● Explore o material:
a) Edite o texto sobre o El Niño no trecho entre "O sul dos Estados" e "pode escoar perigosamente.", inclusive, substituindo "deslizamentos" por "desmoronamentos".
b) Quais corpos d'água são citados pelo nome no texto sobre o El Niño? Liste todos.

### Texto

Este fenômeno aumenta a concentração de umidade no ar acima do oceano mais quente, o que altera a circulação de ar na atmosfera em todo o mundo.
Nestas condições, o Canadá e o norte dos Estados Unidos tipicamente têm clima mais quente e seco do que o normal, enquanto os Estados do sul e o litoral do Golfo do México tendem a ter condições mais úmidas, segundo David DeWitt, diretor do Centro de Previsões Climáticas do NOAA.
O fenômeno também costuma reduzir o número de furacões no Oceano Atlântico, mas pode gerar mais furacões no Pacífico, na costa oeste dos Estados Unidos. Todos esses efeitos dependem, em grande parte, da potência do El Niño responsável pelas mudanças.
O sul dos Estados Unidos é a região mais propensa a sofrer impactos severos, incluindo fortes chuvas e possíveis inundações repentinas, segundo DeWitt.
Estes fenômenos se seguiriam aos vários anos de seca ocorridos após três anos consecutivos de La Niña.
“O que frequentemente acontece [durante o El Niño] é que, quando a chuva vem, ela vem com muita rapidez”, explica DeWitt.
“Isso pode causar deslizamentos de terra na Califórnia e em outros lugares onde tenham ocorrido incêndios florestais, o que pode causar grande devastação.”
Os deslizamentos ocorrem porque a terra queimada retém menos quantidade de água, que pode escoar perigosamente.
Os fortes eventos causados pelo El Niño em 1997-98 e 2015-16, por exemplo, incluíram enchentes e deslizamentos na Califórnia. E a estação de 1997-98 também foi associada a outros eventos extremos incomuns em outras partes dos Estados Unidos, como fortes tempestades de gelo na Nova Inglaterra (nordeste do país) e tornados mortais na Flórida.

######
### Dados fornecidos

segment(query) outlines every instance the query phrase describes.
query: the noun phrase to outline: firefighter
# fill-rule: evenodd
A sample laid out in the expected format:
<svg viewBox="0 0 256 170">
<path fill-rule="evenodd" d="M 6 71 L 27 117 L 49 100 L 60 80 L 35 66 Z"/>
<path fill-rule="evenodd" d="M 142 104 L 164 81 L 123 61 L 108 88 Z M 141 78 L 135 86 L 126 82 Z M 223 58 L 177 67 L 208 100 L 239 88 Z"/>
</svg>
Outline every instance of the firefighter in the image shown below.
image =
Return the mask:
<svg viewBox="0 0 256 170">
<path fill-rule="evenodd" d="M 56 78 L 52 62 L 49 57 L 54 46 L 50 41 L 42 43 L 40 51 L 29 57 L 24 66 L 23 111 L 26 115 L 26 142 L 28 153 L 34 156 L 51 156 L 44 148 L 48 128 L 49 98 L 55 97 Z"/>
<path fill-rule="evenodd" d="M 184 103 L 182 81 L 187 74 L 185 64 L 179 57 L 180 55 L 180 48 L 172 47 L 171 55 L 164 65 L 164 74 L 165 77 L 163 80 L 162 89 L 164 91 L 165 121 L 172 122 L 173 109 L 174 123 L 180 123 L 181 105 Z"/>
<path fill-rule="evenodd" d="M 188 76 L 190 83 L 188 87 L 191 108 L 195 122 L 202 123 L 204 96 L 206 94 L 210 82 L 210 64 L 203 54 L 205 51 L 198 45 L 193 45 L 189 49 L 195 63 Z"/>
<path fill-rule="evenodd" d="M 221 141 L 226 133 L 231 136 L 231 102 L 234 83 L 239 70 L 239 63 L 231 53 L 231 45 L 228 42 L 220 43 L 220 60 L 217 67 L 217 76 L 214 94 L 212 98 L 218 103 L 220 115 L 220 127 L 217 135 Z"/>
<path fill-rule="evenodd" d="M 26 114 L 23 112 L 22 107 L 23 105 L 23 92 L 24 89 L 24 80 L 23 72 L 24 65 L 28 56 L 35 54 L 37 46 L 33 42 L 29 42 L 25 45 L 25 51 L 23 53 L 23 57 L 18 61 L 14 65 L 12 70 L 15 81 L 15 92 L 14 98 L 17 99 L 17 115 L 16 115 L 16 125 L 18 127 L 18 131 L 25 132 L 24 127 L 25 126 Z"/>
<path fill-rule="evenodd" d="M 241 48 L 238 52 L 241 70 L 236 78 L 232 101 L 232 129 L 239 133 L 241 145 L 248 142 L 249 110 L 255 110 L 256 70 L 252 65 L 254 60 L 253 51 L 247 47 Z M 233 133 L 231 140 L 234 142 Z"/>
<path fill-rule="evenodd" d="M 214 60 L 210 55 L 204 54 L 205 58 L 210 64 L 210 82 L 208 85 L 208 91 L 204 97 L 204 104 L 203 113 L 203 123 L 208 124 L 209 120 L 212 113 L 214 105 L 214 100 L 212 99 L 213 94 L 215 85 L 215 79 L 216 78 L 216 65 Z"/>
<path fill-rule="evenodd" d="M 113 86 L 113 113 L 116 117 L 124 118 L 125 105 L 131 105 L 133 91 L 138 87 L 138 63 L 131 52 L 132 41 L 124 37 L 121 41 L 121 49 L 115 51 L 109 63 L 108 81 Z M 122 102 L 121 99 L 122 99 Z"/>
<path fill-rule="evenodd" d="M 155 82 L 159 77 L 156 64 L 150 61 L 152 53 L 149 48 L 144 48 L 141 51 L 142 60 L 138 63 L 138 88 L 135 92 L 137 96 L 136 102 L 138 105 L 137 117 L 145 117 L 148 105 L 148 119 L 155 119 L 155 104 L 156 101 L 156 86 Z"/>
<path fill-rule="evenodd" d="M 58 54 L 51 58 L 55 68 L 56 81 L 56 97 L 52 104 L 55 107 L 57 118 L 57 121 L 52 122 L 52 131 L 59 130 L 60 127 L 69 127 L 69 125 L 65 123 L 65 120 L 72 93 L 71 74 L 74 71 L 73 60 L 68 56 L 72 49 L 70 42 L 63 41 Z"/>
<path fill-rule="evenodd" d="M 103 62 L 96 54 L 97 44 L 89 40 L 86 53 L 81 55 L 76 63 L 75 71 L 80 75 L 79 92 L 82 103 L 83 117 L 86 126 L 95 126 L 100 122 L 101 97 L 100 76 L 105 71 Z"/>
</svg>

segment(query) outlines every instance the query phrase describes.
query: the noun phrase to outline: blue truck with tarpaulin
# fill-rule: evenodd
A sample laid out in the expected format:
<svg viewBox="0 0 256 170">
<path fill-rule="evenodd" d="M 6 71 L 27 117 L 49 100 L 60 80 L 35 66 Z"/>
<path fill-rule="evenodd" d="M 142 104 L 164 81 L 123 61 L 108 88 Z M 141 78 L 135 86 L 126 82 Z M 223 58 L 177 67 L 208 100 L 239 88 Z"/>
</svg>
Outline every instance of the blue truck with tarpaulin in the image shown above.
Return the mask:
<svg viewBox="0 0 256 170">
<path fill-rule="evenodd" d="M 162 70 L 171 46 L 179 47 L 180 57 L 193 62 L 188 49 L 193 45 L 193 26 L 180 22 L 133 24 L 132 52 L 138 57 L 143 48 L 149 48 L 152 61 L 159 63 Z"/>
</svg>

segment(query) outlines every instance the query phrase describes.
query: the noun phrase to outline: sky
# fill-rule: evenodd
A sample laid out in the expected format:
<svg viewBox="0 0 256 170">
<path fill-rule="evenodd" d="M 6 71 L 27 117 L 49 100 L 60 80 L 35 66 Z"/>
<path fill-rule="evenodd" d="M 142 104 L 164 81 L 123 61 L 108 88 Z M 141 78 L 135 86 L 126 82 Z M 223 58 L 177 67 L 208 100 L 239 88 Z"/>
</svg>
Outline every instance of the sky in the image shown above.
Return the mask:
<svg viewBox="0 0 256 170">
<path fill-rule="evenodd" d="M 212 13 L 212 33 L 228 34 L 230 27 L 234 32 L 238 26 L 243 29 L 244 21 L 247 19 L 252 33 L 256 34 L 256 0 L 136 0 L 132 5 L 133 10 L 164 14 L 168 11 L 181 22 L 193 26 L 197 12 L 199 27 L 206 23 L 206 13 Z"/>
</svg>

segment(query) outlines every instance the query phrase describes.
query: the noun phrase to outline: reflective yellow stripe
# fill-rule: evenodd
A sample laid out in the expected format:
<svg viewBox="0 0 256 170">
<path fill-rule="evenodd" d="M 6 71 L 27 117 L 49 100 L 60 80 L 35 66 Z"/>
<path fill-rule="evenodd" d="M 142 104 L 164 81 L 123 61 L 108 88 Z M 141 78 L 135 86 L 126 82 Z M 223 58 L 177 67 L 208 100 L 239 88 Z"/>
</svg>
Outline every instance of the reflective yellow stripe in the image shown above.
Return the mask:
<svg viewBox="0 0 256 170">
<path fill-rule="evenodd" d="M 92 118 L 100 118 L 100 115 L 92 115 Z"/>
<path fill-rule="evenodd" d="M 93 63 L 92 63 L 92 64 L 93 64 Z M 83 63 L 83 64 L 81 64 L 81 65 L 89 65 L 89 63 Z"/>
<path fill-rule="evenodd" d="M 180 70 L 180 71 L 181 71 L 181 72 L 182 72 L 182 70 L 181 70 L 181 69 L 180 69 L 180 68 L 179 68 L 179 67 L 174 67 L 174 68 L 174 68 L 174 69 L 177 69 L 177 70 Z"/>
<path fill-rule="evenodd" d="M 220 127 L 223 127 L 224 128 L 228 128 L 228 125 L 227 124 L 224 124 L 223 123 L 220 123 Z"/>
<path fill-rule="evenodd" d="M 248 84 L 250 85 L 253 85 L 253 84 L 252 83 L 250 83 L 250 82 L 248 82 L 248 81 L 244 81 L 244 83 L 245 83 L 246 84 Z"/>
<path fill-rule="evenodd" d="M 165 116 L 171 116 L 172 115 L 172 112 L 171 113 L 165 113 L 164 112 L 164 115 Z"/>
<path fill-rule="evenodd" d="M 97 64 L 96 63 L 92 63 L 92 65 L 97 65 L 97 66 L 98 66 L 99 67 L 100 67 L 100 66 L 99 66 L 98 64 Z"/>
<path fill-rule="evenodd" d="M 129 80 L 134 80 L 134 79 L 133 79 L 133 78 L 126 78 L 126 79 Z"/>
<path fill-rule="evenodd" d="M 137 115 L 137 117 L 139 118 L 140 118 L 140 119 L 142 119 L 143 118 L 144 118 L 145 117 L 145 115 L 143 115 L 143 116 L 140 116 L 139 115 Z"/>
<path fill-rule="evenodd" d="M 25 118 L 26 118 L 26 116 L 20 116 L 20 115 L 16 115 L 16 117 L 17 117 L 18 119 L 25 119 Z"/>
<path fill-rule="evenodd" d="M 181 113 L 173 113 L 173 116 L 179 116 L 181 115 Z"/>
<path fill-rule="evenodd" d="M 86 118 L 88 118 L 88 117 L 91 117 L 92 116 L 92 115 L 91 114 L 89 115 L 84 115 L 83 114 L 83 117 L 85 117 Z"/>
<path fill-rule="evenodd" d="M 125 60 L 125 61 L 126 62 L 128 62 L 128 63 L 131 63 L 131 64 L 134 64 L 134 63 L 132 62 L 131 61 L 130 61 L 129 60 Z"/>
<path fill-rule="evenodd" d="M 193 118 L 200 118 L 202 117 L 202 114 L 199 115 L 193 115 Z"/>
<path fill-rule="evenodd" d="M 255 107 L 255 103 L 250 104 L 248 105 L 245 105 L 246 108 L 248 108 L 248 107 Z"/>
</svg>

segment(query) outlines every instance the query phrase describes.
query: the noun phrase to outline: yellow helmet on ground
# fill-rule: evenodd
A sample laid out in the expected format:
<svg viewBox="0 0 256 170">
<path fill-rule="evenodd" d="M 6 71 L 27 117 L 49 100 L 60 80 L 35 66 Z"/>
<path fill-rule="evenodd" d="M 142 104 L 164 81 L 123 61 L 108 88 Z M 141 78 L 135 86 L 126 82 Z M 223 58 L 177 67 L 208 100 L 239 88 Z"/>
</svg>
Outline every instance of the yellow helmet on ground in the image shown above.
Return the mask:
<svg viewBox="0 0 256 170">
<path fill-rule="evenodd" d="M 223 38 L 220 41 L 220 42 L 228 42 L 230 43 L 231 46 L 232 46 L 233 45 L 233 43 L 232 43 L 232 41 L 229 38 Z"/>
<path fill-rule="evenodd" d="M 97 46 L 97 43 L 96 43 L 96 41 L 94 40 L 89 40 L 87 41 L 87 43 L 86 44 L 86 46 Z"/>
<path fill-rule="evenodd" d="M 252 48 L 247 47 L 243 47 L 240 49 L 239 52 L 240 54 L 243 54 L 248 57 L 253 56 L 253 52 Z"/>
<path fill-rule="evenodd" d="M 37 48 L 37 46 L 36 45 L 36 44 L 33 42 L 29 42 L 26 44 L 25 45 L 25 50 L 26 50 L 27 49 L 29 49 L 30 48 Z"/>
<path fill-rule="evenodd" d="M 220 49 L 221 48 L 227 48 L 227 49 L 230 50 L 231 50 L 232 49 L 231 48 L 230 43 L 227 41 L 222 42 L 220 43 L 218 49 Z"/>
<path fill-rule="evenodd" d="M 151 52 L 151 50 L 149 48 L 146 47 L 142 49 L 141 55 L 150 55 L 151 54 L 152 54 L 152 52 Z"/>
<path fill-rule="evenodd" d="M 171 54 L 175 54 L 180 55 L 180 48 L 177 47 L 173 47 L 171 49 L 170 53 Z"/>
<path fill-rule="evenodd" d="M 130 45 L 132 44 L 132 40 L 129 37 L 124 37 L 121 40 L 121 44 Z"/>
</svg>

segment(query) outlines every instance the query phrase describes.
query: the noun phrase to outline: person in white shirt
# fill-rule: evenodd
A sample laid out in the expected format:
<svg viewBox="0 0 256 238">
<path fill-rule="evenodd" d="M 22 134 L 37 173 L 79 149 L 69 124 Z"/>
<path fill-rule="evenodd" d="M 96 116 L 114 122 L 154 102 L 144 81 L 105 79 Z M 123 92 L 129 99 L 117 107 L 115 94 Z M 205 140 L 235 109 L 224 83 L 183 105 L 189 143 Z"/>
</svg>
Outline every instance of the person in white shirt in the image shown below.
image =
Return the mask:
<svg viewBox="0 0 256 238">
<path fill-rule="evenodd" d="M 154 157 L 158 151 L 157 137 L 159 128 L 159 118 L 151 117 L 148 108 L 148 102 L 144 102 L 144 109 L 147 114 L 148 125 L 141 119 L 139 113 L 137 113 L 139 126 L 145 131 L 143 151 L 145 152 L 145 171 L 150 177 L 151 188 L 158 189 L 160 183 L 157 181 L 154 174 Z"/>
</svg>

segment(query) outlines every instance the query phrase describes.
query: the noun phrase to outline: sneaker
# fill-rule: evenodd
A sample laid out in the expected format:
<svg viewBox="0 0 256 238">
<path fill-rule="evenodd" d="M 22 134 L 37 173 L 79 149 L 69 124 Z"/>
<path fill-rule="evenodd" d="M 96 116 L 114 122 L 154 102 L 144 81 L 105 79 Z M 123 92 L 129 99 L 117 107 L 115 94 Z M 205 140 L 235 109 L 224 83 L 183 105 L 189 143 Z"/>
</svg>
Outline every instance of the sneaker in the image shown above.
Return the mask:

######

● Tarefas resolvidas:
a)
O sul dos Estados Unidos é a região mais propensa a sofrer impactos severos, incluindo fortes chuvas e possíveis inundações repentinas, segundo DeWitt.
Estes fenômenos se seguiriam aos vários anos de seca ocorridos após três anos consecutivos de La Niña.
“O que frequentemente acontece [durante o El Niño] é que, quando a chuva vem, ela vem com muita rapidez”, explica DeWitt.
“Isso pode causar desmoronamentos de terra na Califórnia e em outros lugares onde tenham ocorrido incêndios florestais, o que pode causar grande devastação.”
Os desmoronamentos ocorrem porque a terra queimada retém menos quantidade de água, que pode escoar perigosamente.

b) Golfo do México, Oceano Atlântico, Pacífico